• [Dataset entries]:
------------------------------------------------------------------------

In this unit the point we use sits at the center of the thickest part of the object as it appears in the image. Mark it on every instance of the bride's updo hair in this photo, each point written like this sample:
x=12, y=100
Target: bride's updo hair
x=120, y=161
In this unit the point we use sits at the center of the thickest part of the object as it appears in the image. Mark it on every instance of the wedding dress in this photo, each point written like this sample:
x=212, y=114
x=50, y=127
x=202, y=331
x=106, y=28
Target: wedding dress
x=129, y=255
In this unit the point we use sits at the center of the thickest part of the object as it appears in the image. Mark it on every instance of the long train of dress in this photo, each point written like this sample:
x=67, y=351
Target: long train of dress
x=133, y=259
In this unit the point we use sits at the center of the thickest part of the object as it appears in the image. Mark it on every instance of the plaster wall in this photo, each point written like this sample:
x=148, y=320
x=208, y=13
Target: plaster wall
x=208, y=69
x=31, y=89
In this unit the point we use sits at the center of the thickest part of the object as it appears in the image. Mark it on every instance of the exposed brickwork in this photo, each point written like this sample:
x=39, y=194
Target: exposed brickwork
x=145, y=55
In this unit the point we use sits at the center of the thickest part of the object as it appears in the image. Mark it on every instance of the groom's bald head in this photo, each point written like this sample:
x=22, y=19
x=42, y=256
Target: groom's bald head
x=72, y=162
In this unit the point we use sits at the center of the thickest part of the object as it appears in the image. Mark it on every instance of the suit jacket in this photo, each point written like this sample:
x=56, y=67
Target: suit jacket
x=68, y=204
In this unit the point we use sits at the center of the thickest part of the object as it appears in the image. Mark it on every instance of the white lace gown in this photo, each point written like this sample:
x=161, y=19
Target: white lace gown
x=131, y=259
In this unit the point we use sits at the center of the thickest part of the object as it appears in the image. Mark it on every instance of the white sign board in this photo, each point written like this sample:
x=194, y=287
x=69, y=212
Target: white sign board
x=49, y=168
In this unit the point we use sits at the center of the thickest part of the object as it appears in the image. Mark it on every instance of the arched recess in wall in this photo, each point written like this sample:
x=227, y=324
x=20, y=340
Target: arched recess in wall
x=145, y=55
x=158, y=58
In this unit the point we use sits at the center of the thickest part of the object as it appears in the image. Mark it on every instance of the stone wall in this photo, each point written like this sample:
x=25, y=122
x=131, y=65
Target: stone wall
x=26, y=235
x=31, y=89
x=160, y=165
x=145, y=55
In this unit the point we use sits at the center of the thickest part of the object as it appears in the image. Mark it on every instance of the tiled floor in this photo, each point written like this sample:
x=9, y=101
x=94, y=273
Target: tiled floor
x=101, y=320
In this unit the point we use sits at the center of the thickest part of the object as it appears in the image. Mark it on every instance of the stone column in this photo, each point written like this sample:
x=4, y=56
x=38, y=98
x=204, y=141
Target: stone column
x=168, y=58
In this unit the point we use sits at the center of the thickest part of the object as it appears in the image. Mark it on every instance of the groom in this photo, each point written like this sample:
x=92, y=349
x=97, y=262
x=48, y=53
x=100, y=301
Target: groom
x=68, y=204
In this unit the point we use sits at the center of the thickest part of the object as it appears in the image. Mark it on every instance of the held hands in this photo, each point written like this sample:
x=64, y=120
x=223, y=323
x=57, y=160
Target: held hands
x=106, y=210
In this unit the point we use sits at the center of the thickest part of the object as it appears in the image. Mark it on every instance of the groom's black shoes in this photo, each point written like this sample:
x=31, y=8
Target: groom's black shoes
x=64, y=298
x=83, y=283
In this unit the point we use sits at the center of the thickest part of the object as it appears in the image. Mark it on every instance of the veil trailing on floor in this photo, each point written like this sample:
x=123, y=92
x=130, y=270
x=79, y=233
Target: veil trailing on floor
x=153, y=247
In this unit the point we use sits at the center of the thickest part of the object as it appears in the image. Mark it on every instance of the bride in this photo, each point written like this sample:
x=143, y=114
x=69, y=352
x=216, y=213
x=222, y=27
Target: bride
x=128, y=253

------------------------------------------------------------------------

• [Work to complete]: Reprint exactly the lines above that start at the one with "of the held" and end at the one with "x=57, y=160", keeping both and adding none.

• [Solution to this task]:
In this unit the point we use sits at the center of the thickest part of the object as it appears in the image. Mark it on every instance of the held hands in this photo, each point written like this sample:
x=64, y=120
x=223, y=323
x=57, y=160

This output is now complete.